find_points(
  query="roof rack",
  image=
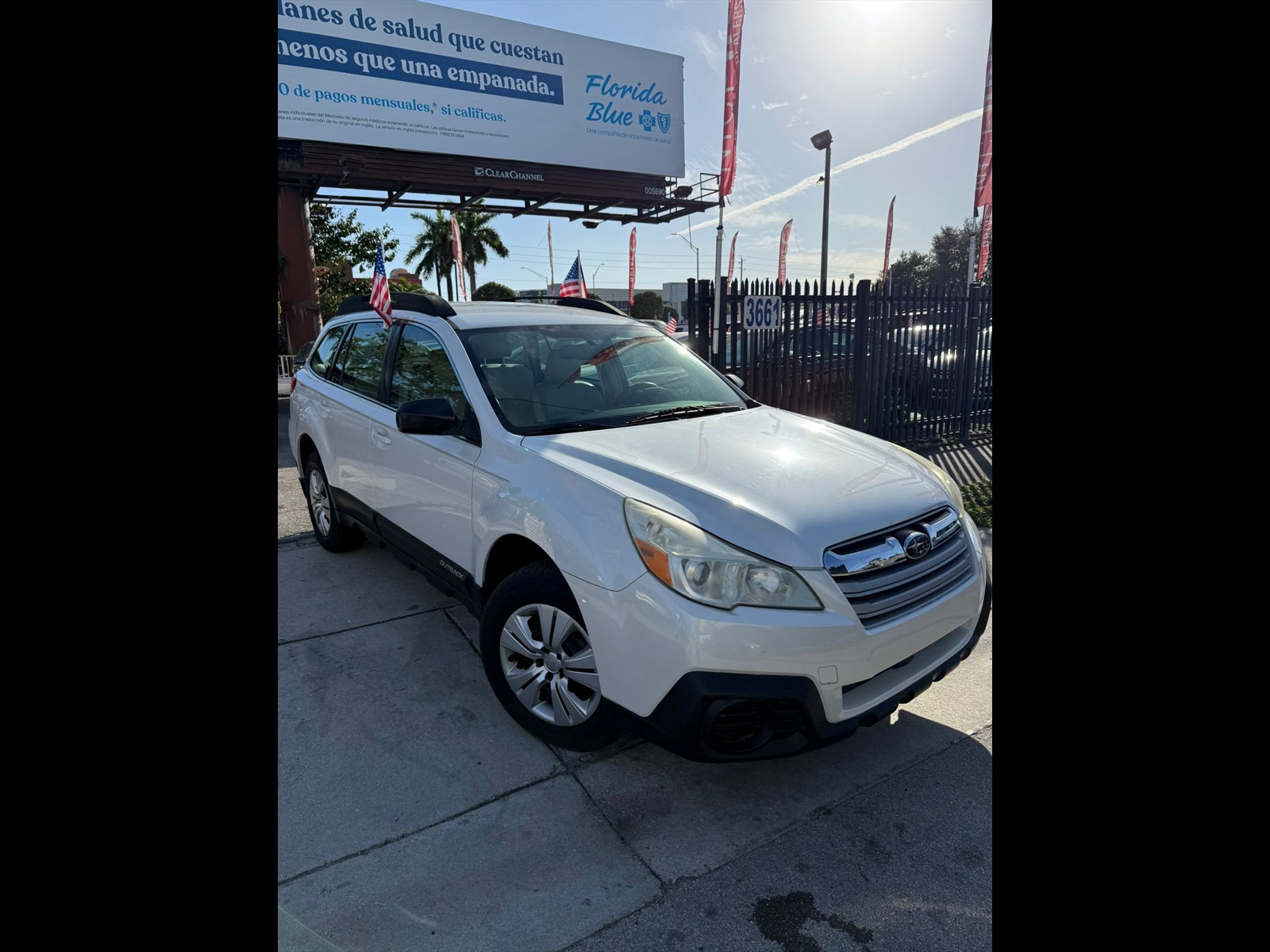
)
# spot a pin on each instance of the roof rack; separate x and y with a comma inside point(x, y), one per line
point(431, 305)
point(587, 304)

**What is being asked:**
Rewrite the records, changing "roof rack" to "luggage rack" everywhere and keeping everything else the same. Leave the picture out of your answer.

**Task response:**
find_points(
  query="luggage rack",
  image=
)
# spot a pin on each instance of the luggage rack; separate x and y with a comma inside point(x, y), one per line
point(431, 305)
point(587, 304)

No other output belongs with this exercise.